**Aim of the task:** Retype the tail of the data exactly, starting at the line containing "Where can you find the tree trunk" and stopping at the last line.

--- start Data extract ---

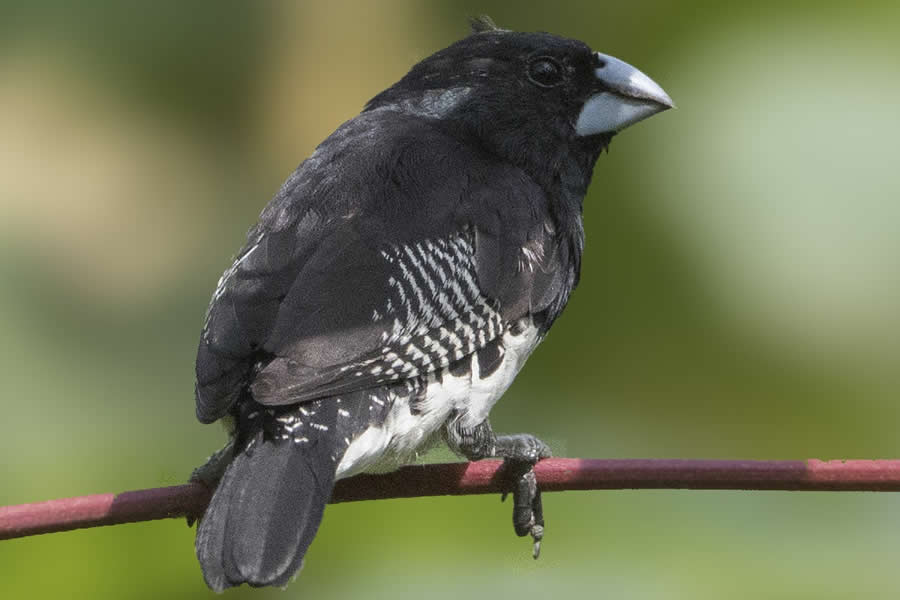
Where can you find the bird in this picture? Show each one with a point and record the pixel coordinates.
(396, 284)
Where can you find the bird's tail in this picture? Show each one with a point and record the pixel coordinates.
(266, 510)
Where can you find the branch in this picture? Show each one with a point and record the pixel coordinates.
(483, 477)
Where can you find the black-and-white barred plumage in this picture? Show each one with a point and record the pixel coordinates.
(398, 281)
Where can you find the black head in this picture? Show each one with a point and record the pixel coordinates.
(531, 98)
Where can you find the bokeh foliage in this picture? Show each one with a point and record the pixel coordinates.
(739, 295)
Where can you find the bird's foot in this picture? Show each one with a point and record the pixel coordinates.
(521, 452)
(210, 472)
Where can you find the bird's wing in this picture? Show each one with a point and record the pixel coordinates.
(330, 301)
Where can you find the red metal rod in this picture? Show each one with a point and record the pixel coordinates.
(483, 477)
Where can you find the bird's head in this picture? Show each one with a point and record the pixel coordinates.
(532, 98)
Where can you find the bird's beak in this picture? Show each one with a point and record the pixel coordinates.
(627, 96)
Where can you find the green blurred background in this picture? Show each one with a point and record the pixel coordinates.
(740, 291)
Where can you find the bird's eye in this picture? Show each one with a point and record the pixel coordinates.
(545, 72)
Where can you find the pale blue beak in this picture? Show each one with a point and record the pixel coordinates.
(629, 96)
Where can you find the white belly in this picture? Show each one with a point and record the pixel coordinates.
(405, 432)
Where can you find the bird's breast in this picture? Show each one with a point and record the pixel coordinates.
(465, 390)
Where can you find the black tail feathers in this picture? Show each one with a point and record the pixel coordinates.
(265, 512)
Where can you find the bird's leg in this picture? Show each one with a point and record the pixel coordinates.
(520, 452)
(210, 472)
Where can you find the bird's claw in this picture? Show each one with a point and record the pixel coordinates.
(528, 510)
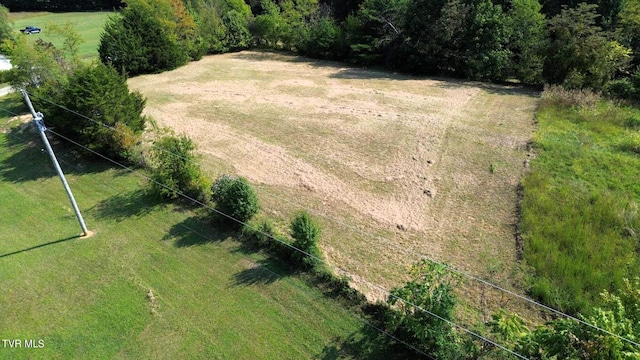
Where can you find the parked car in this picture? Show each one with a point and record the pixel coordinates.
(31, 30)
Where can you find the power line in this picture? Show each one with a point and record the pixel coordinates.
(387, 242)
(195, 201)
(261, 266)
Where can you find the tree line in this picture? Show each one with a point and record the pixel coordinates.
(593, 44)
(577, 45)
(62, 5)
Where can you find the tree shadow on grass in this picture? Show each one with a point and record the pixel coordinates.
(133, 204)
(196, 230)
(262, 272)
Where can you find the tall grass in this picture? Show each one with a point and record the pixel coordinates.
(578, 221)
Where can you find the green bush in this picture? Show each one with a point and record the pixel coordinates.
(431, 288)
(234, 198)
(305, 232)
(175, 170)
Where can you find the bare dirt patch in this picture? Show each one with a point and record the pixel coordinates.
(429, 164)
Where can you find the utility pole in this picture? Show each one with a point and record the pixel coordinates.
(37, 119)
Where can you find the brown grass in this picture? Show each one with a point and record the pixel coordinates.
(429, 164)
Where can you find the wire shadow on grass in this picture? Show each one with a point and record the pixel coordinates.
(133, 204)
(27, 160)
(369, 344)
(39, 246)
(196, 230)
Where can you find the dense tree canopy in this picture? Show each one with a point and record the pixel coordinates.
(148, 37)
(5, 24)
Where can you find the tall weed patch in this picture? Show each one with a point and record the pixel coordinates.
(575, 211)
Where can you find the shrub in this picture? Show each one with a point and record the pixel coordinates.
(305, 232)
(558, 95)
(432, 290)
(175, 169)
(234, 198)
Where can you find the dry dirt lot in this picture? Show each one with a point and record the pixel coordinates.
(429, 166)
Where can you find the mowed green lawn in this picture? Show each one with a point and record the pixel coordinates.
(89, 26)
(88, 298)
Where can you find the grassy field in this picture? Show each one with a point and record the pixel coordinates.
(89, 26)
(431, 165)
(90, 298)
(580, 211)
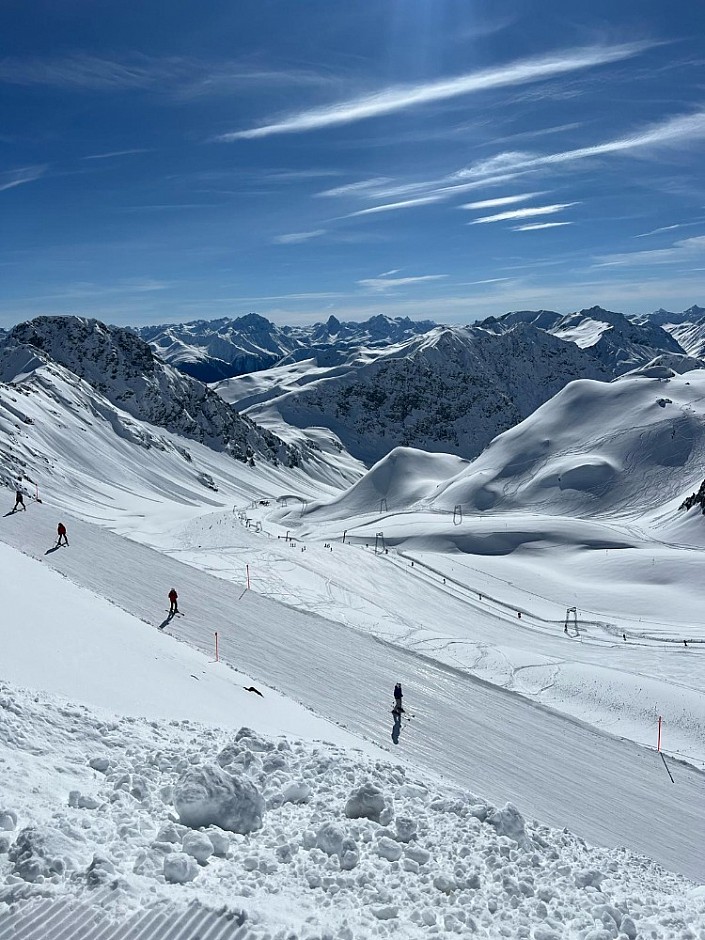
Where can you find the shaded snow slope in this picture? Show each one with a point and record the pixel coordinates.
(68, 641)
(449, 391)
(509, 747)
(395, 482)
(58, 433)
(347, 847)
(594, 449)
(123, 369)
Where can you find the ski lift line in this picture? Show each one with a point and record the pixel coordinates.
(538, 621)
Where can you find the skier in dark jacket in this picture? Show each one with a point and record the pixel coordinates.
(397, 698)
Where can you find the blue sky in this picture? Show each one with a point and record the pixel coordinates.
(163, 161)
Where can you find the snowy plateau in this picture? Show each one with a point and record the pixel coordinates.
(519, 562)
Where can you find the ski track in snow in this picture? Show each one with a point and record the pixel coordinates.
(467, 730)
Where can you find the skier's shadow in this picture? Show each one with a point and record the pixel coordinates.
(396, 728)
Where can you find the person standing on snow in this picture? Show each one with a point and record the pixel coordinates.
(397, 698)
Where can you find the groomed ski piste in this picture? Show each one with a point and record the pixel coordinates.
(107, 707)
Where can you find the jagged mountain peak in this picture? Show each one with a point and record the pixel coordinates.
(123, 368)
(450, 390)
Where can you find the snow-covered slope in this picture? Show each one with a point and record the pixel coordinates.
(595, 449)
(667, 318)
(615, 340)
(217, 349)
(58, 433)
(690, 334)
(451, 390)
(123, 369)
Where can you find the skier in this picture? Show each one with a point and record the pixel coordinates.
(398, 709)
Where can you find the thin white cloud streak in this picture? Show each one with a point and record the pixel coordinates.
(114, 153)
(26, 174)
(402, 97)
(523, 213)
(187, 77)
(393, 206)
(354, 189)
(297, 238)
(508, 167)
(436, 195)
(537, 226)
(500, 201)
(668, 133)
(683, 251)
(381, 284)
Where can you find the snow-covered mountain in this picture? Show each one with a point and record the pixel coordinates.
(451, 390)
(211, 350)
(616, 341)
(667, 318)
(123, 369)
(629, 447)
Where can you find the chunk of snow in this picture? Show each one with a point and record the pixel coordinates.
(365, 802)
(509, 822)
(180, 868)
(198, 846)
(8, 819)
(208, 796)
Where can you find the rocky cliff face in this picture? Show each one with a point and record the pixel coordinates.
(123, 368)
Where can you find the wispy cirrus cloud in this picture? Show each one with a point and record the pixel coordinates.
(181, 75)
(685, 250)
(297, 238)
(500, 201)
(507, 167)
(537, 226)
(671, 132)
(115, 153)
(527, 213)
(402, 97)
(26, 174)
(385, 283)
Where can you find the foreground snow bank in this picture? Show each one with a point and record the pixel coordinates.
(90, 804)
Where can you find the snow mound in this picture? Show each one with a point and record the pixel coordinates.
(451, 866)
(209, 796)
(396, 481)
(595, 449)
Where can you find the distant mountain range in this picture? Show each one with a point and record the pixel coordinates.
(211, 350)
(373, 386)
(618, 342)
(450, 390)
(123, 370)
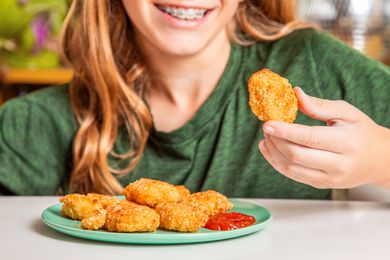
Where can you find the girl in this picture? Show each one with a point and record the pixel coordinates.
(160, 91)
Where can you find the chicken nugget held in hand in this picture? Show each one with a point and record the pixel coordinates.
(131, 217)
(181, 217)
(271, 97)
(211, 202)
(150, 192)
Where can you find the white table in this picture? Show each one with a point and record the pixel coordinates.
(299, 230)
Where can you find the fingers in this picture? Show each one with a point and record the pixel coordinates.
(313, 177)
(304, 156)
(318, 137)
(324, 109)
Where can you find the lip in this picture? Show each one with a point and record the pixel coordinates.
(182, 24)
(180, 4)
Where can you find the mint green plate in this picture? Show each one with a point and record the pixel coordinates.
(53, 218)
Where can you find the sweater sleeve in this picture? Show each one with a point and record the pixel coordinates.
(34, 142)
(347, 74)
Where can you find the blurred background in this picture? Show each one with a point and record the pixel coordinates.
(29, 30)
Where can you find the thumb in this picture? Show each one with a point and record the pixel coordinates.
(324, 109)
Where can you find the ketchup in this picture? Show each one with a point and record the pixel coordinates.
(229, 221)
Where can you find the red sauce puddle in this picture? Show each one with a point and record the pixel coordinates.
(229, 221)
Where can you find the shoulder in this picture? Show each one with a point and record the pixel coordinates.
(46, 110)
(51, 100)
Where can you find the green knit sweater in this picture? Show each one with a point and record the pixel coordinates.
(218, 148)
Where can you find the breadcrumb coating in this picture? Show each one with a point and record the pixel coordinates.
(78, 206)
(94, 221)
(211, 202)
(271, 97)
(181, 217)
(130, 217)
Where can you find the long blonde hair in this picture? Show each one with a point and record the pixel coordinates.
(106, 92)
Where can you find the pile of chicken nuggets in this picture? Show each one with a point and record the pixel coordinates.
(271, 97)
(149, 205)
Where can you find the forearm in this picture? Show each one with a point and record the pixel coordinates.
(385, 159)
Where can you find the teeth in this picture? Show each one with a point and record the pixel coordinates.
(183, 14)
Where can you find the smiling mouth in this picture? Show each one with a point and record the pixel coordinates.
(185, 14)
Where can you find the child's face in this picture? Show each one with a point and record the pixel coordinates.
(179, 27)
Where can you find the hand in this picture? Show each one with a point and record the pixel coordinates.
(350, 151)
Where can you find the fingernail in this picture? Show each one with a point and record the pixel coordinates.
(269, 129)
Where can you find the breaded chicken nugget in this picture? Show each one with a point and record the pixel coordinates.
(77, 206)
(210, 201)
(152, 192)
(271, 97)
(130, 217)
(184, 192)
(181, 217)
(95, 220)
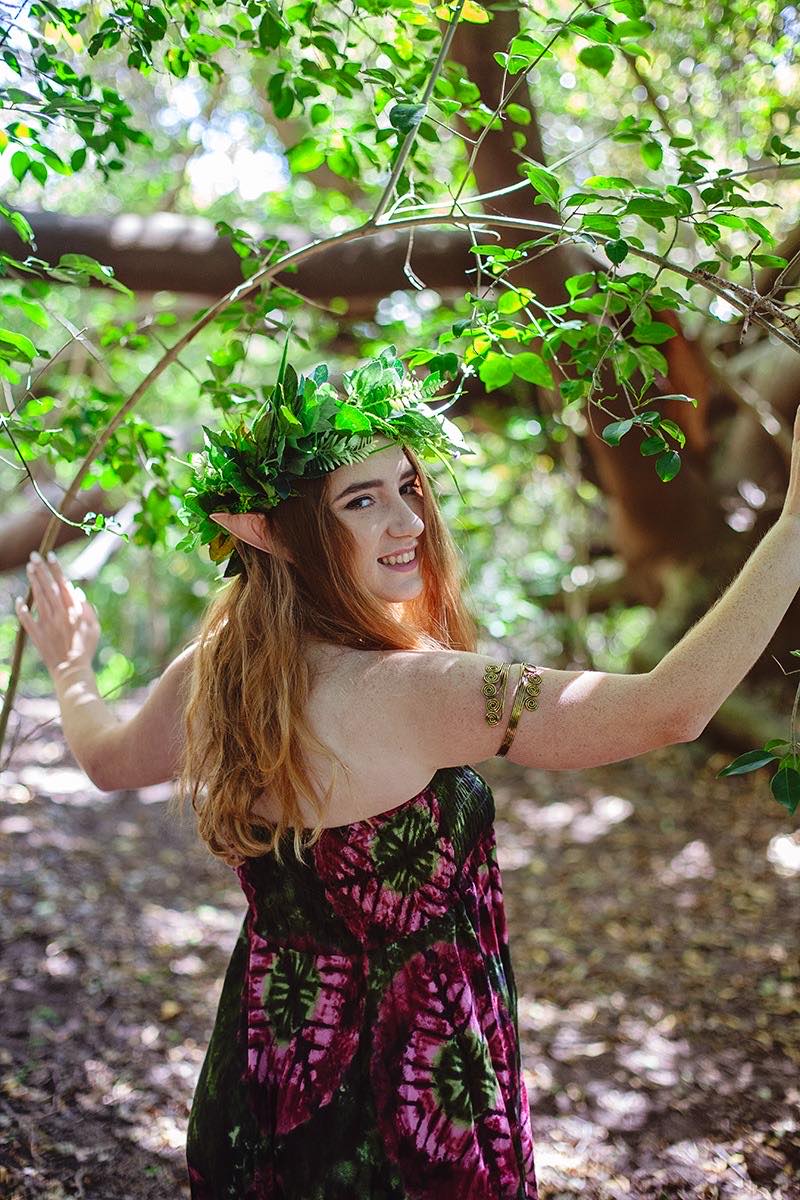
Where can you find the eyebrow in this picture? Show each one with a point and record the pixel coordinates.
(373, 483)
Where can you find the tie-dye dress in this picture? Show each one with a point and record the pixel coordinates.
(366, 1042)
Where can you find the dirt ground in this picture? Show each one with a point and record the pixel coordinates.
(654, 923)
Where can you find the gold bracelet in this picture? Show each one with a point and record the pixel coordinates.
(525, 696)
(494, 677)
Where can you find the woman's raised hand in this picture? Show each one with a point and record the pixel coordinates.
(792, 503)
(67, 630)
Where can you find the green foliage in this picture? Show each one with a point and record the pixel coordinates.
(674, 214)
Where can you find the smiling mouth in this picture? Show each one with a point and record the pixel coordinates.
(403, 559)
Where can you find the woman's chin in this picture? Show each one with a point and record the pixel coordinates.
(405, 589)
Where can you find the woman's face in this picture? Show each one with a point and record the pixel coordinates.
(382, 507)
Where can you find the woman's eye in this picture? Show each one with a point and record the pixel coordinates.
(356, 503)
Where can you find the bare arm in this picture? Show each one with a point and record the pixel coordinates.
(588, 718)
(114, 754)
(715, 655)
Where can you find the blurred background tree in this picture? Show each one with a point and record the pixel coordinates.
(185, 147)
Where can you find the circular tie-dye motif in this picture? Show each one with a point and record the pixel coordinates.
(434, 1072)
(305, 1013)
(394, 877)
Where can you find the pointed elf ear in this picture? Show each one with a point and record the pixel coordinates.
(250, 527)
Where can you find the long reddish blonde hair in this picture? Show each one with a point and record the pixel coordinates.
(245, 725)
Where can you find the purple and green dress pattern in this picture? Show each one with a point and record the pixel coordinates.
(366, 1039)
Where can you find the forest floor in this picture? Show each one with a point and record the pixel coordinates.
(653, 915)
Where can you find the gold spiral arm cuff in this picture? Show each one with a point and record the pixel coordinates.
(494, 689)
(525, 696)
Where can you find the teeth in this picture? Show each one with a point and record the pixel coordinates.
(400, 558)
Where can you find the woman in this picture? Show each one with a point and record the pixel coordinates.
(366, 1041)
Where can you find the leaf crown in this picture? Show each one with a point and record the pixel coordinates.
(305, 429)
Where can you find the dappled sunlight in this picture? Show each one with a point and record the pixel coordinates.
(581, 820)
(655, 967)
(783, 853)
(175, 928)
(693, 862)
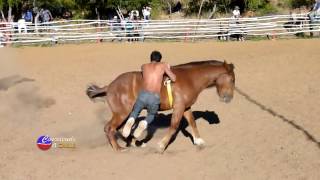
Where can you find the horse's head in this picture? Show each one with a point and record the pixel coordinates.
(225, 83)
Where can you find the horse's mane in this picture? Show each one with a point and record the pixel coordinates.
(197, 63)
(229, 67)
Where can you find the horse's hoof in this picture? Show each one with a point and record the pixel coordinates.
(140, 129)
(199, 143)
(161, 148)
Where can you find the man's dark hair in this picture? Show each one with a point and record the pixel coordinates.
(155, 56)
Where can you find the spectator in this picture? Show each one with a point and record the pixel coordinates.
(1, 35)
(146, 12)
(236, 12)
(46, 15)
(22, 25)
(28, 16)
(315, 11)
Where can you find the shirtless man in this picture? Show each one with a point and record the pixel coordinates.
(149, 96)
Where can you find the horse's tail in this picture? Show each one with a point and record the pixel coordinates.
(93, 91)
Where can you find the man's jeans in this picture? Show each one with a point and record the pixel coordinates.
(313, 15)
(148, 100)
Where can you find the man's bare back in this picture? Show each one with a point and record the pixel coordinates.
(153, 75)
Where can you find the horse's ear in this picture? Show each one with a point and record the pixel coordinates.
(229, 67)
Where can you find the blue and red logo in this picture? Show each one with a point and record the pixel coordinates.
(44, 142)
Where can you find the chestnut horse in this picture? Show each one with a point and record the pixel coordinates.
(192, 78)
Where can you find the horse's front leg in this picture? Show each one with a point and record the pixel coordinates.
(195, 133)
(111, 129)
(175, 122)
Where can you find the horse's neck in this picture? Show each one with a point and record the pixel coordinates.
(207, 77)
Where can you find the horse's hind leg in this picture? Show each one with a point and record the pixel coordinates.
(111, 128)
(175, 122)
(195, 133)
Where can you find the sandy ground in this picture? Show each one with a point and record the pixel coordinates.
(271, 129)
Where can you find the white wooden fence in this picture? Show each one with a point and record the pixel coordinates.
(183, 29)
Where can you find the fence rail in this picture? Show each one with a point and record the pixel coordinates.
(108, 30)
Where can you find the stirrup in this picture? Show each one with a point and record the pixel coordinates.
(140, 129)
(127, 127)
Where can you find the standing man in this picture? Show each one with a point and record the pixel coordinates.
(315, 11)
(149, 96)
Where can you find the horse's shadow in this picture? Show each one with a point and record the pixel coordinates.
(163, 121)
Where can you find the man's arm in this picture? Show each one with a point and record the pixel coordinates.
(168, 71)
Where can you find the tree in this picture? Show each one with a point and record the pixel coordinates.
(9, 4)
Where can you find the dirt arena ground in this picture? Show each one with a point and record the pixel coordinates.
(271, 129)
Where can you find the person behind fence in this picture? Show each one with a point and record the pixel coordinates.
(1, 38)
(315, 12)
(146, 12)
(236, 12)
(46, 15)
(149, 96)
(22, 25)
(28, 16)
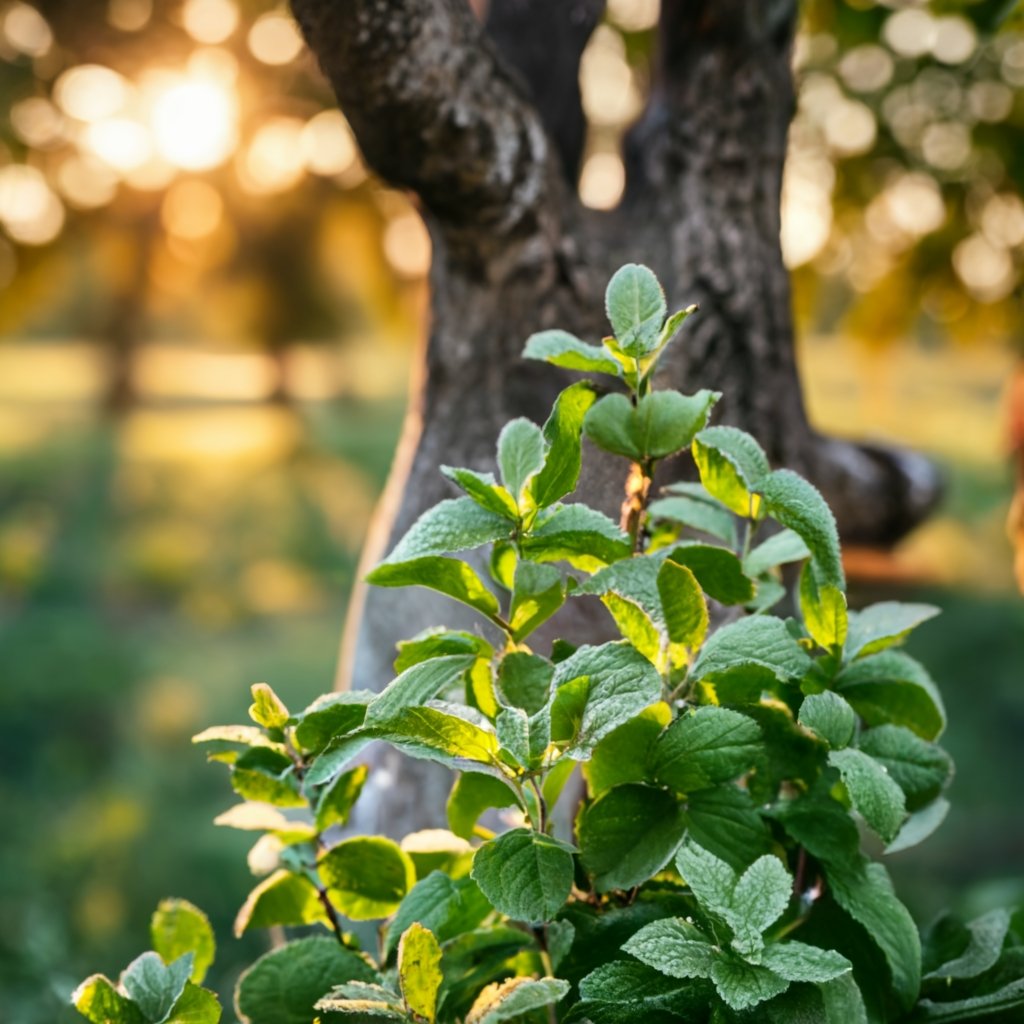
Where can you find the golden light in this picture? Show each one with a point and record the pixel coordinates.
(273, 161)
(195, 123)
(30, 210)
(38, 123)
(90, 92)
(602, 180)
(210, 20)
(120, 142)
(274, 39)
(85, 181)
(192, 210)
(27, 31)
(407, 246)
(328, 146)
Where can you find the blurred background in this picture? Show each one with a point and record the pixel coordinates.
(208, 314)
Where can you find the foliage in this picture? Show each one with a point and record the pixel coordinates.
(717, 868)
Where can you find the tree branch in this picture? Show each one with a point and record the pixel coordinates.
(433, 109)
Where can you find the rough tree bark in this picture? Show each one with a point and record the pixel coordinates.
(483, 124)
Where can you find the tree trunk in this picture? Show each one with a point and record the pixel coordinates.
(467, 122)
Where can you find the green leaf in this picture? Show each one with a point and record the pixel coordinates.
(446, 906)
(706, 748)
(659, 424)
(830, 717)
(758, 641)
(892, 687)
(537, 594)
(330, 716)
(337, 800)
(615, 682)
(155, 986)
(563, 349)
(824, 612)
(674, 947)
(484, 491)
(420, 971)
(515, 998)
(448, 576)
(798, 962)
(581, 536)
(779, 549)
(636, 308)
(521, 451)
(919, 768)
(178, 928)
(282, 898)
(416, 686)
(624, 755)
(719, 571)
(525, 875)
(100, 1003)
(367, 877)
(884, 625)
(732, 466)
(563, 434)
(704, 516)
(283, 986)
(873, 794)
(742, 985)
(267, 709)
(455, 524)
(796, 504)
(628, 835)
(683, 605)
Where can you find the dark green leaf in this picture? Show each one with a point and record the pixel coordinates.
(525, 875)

--- end Data extract ---

**Exercise answer:**
Where can you find the tree trunk in this picture? Show each one with a point and record the pixel coordinates.
(467, 122)
Where can you find the green leaf in this picture? Show each one with a point and record the pixel coordinates.
(446, 906)
(706, 748)
(659, 424)
(830, 717)
(758, 641)
(892, 687)
(537, 594)
(330, 716)
(337, 800)
(615, 682)
(155, 986)
(563, 349)
(824, 612)
(674, 947)
(484, 491)
(420, 971)
(515, 998)
(448, 576)
(798, 962)
(581, 536)
(779, 549)
(636, 308)
(521, 451)
(919, 768)
(178, 928)
(282, 898)
(416, 686)
(624, 755)
(719, 571)
(525, 875)
(100, 1003)
(367, 877)
(884, 625)
(732, 466)
(563, 434)
(704, 516)
(283, 986)
(873, 794)
(742, 985)
(267, 709)
(455, 524)
(796, 504)
(628, 835)
(683, 605)
Where can you find the dark green leaf in this picture? Show each one with a point and record the pixel coordinates.
(525, 875)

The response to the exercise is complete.